# Try it
Set down exactly the lines of the records from the top to the line containing "like [(179, 274)]"; include both.
* * * *
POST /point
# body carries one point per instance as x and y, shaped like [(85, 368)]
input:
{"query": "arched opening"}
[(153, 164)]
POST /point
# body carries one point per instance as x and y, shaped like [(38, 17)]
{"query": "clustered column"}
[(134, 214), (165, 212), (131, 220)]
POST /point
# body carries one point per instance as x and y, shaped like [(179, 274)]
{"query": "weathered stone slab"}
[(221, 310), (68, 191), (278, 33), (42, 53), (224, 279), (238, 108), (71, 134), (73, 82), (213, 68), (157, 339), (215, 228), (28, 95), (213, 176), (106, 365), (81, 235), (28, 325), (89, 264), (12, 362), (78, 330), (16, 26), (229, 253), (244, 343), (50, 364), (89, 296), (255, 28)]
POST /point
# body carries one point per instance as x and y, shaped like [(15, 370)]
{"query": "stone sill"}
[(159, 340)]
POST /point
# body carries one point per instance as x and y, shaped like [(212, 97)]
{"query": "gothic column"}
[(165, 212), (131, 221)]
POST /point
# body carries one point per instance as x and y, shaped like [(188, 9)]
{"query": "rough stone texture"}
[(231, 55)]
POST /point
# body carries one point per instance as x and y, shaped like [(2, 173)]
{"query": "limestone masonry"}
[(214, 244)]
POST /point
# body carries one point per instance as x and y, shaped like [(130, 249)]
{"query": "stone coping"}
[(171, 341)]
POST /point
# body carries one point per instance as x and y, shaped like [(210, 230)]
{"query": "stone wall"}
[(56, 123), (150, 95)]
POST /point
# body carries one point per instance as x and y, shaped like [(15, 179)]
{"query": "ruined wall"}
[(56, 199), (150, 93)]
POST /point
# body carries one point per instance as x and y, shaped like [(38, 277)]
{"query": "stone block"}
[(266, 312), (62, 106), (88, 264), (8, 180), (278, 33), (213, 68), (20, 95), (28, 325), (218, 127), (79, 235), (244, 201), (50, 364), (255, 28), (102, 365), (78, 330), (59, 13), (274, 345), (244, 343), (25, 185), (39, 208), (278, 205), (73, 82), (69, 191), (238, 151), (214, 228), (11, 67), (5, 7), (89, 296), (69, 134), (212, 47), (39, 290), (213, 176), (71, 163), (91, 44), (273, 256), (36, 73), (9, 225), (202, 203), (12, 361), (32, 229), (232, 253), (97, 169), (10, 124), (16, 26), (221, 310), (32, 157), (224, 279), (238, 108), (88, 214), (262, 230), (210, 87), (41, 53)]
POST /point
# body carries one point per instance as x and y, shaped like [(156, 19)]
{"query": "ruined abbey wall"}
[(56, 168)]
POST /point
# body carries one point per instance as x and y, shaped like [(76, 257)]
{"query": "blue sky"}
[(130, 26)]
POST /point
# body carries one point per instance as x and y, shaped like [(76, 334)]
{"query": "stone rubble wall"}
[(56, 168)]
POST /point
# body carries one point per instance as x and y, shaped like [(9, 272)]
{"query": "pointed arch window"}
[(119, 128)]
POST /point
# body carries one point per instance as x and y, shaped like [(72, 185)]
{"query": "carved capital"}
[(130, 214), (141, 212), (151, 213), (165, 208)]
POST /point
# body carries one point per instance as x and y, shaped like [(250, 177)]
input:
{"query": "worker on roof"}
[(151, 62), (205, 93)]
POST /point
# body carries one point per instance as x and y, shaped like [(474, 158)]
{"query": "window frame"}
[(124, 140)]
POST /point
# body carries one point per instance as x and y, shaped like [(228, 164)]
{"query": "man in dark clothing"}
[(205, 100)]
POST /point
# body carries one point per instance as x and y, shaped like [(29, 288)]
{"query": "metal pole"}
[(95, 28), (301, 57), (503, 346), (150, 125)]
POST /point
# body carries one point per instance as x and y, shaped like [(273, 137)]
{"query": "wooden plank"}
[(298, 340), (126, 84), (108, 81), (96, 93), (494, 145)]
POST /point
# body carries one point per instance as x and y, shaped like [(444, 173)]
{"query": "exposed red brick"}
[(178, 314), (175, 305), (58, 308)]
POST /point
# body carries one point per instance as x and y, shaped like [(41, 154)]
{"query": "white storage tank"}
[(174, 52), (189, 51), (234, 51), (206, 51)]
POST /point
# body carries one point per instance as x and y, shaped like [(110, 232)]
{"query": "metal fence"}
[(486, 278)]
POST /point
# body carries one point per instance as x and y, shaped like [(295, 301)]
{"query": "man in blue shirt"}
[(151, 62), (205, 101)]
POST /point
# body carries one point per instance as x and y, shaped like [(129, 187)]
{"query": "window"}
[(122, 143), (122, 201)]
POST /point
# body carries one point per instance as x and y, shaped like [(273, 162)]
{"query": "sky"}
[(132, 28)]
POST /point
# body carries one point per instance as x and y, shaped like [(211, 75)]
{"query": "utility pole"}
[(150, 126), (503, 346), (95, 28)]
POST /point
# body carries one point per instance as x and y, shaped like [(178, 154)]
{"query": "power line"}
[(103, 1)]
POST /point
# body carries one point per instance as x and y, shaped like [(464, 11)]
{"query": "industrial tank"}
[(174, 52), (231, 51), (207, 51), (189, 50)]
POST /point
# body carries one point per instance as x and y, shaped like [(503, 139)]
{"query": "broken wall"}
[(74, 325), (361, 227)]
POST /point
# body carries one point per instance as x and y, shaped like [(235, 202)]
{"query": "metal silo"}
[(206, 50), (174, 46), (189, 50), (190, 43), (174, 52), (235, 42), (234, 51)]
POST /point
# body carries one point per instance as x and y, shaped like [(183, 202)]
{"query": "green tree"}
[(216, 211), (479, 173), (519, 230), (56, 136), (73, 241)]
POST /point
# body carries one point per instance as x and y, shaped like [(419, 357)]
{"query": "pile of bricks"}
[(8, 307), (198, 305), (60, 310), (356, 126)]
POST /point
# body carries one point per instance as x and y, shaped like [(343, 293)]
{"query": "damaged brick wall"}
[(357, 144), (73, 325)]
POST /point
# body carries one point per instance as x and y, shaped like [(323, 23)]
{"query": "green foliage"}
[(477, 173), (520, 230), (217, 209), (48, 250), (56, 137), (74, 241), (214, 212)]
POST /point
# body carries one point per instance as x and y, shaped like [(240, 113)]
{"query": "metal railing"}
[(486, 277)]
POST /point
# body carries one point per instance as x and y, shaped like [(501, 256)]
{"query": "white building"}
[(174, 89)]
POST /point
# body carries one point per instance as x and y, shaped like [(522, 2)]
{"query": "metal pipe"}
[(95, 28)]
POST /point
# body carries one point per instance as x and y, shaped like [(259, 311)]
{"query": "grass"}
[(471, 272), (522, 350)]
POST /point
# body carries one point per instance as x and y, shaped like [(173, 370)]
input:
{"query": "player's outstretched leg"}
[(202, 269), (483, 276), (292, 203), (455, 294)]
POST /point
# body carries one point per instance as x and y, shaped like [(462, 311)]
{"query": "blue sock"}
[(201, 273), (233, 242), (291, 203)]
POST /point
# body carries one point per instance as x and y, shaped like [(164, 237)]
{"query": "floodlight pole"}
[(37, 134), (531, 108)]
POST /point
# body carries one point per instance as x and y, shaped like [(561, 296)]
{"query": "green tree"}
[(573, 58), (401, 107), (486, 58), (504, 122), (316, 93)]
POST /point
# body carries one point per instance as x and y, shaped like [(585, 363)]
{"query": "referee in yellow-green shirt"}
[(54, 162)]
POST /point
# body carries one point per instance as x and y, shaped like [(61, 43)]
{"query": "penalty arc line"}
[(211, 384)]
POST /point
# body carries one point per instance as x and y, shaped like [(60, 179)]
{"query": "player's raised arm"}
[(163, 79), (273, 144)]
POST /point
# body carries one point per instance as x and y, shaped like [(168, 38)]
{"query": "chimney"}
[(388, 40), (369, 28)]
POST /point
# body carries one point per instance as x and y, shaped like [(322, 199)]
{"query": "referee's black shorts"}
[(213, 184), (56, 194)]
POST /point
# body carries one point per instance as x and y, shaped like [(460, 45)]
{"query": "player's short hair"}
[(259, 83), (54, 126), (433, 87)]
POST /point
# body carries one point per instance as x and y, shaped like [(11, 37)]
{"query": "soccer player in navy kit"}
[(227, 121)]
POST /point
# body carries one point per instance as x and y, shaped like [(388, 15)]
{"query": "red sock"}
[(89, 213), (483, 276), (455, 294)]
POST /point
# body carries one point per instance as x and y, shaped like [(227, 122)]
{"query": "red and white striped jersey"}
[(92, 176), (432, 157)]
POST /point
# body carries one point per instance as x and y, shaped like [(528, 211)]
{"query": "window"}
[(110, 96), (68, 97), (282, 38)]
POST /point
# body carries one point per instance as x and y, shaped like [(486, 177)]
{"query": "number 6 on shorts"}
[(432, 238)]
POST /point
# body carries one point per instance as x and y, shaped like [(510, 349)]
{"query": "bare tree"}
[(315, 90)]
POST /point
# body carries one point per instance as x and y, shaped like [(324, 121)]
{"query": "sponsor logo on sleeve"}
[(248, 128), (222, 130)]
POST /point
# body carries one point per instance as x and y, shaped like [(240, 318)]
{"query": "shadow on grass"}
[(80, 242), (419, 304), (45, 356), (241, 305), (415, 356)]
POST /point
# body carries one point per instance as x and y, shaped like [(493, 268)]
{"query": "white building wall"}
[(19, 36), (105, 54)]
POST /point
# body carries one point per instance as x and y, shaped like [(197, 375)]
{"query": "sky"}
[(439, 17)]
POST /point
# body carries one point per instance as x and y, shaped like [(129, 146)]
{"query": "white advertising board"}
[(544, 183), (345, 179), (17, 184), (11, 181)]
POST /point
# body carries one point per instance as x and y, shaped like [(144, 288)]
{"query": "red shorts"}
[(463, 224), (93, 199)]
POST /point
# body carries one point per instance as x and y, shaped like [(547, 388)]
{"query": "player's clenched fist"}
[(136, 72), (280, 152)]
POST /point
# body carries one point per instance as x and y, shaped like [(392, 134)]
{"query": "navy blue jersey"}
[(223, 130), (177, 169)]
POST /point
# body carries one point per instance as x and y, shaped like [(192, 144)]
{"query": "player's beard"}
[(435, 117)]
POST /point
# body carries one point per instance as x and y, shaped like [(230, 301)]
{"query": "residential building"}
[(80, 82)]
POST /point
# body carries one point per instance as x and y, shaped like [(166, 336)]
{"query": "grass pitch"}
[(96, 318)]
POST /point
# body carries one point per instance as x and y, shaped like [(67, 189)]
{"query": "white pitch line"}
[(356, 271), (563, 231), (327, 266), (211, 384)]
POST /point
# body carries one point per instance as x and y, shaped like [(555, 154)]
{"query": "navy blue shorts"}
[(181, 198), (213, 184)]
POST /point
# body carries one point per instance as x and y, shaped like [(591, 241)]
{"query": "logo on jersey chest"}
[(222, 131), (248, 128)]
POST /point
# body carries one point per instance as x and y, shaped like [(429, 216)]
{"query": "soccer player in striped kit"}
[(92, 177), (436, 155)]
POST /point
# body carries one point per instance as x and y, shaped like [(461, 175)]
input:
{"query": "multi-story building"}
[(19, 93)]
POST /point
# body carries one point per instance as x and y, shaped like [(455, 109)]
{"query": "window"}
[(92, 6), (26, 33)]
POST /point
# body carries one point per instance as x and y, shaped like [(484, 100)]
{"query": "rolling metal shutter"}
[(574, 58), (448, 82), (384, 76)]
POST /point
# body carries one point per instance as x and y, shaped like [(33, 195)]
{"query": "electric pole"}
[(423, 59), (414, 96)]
* * * *
# Exercise answer
POST /point
# body carries one point per instance as x and y, shaped like [(85, 368)]
input:
{"query": "arched opening"}
[(153, 164)]
POST /point
# body carries one point per instance as x and y, shaped like [(38, 17)]
{"query": "clustered column"}
[(134, 214), (165, 212), (131, 220)]
POST /point
# body carries one point per instance as x and y, shaped like [(179, 274)]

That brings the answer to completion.